# ASSIGNMENT:
Every record below must be retyped exactly, with the pictures left out.
Segment Start: AVAILABLE DATA
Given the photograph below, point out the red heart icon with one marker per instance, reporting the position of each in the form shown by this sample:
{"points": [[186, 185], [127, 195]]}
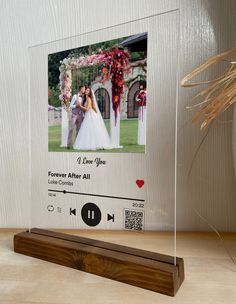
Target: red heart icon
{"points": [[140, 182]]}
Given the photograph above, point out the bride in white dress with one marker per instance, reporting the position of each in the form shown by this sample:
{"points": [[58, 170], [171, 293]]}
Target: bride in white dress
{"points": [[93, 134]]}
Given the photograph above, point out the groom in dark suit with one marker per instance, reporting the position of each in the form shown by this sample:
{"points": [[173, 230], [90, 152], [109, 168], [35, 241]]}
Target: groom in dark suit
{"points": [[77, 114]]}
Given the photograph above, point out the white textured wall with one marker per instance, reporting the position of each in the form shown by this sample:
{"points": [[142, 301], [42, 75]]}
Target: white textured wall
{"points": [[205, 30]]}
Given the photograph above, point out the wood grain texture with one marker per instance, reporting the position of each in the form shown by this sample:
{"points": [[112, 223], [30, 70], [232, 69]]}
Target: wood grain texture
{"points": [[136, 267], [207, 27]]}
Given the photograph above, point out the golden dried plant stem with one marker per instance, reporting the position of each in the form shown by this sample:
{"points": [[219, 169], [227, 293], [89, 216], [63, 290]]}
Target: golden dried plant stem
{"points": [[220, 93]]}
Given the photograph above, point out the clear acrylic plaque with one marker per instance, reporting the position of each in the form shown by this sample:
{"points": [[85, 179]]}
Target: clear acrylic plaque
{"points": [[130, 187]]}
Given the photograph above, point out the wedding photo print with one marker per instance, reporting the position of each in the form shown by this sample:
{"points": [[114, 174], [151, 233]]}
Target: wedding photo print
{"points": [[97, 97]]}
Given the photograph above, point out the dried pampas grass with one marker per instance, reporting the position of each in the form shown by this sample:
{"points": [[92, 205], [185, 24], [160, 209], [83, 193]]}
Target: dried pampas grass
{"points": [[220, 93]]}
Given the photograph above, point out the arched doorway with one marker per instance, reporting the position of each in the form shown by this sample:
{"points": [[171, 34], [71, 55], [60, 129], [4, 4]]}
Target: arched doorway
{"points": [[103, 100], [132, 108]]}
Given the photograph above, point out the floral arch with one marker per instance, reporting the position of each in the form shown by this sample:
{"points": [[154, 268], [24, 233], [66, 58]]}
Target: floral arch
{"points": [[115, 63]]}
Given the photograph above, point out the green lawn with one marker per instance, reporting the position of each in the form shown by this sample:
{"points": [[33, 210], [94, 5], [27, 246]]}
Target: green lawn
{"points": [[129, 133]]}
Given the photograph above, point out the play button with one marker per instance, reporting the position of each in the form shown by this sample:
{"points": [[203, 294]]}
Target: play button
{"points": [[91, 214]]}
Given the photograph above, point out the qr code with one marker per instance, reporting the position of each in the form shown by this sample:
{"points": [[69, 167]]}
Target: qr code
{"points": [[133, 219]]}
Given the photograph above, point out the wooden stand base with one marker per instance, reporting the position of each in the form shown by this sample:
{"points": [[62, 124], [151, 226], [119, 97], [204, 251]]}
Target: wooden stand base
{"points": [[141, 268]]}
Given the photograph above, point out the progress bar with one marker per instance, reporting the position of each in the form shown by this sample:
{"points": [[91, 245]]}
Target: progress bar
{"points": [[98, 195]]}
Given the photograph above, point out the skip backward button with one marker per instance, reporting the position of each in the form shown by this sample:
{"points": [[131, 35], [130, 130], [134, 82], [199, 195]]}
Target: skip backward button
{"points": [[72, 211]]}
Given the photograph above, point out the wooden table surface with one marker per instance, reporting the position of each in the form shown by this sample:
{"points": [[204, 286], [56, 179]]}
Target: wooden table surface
Segment End: AVAILABLE DATA
# RESULT OF THE EXERCISE:
Given the photograph below, point out the red heart icon with one marker per instance, reporting the position of each in the form shown by this sample:
{"points": [[186, 185], [127, 195]]}
Target: red heart icon
{"points": [[140, 182]]}
Given the photograph above, point out the bride in white dress with one marker per instance, reporting the position of each in the form shown by this sample:
{"points": [[58, 170], [171, 293]]}
Target: bride in white dress
{"points": [[93, 134]]}
Given the photograph above, point out the groom in dark suit with one marker per instance, reporting the position of each in the form shown by this sample:
{"points": [[173, 230], [90, 152], [109, 168], [35, 241]]}
Target: groom in dark suit
{"points": [[77, 114]]}
Given the photograph above, point out the white textured wall with one marker per instance, reporting the position of each in the form shown by this sample:
{"points": [[142, 301], [42, 75]]}
Target: white textured wall
{"points": [[205, 30]]}
Given the photograph above, point out the wood grain texture with one marker per instance, reporting the position of each in the form shown by this sample:
{"points": [[112, 223], [30, 70], [232, 69]]}
Target: wood grain texture
{"points": [[136, 267], [207, 27]]}
Given the photograph above, point out the golden dried plant stem with one marker per instance, reporting the position of each in the form shown by this sample:
{"points": [[219, 169], [227, 293], [89, 216], [63, 290]]}
Target: golden dried plant stem
{"points": [[220, 93]]}
Given the photograph above, point out the clear acrylic plaque with one marker per instance, reporting the position of each in the form shown by this sample:
{"points": [[85, 179]]}
Target: clear acrylic plaque
{"points": [[130, 187]]}
Given the photograph above, point out the wedding photo print with one marker per instance, reporting the position of each in the form shown by this sample:
{"points": [[114, 174], [151, 233]]}
Target: wedding photo print
{"points": [[97, 97]]}
Given the photograph above, point out the dried pampas grass with one marker per instance, reporting the position of each in the form shown by this sample:
{"points": [[92, 205], [185, 24], [160, 209], [83, 193]]}
Target: dried pampas grass
{"points": [[220, 93]]}
Given the photograph above, point out the arched doorway with one marker per instance, reporting the position of each in the form shown by this sample:
{"points": [[171, 34], [71, 55], [60, 129], [4, 4]]}
Target: arched doorway
{"points": [[103, 100], [132, 108]]}
Given the photograph above, point out the floral arch with one marker per instance, reporting the position of each in the form shown by this sample:
{"points": [[154, 268], [24, 233], [66, 58]]}
Target: floral arch
{"points": [[115, 63]]}
Given the photograph above, point out the green lawn with one marker per instance, reporting the position of each in the form shown by this sample:
{"points": [[33, 210], [94, 5], [27, 246]]}
Target: green lawn
{"points": [[129, 133]]}
Given the photograph above, point out the play button with one marker per instance, reporting the position of each in the form shown by this sample:
{"points": [[203, 294]]}
Target: play button
{"points": [[91, 214]]}
Given the photograph above, point out the qr code with one marker per instance, reporting the position of each in the form shown by this sample:
{"points": [[69, 167]]}
Target: qr code
{"points": [[133, 219]]}
Given the photograph above, point out the wooden stand base with one marker per instance, reporting the position of each in the form shown by this sample:
{"points": [[62, 124], [151, 226], [119, 97], [204, 251]]}
Target: wooden stand base
{"points": [[141, 268]]}
Given the photograph above, point out the progress bar with one marker per instance, reporting the position of each in the form shown by this sample:
{"points": [[91, 245]]}
Target: progress bar
{"points": [[98, 195]]}
Given the photograph above, point out the skip backward button with one marker per instance, reporting the position of each in the form shown by this sample:
{"points": [[131, 35], [130, 130], [134, 82], [199, 195]]}
Target: skip backward button
{"points": [[72, 211]]}
Given the photograph above, point out the wooden table surface with one marker per instance, reporting the position of each in the form shown by this sample:
{"points": [[204, 286], [56, 179]]}
Target: wooden table surface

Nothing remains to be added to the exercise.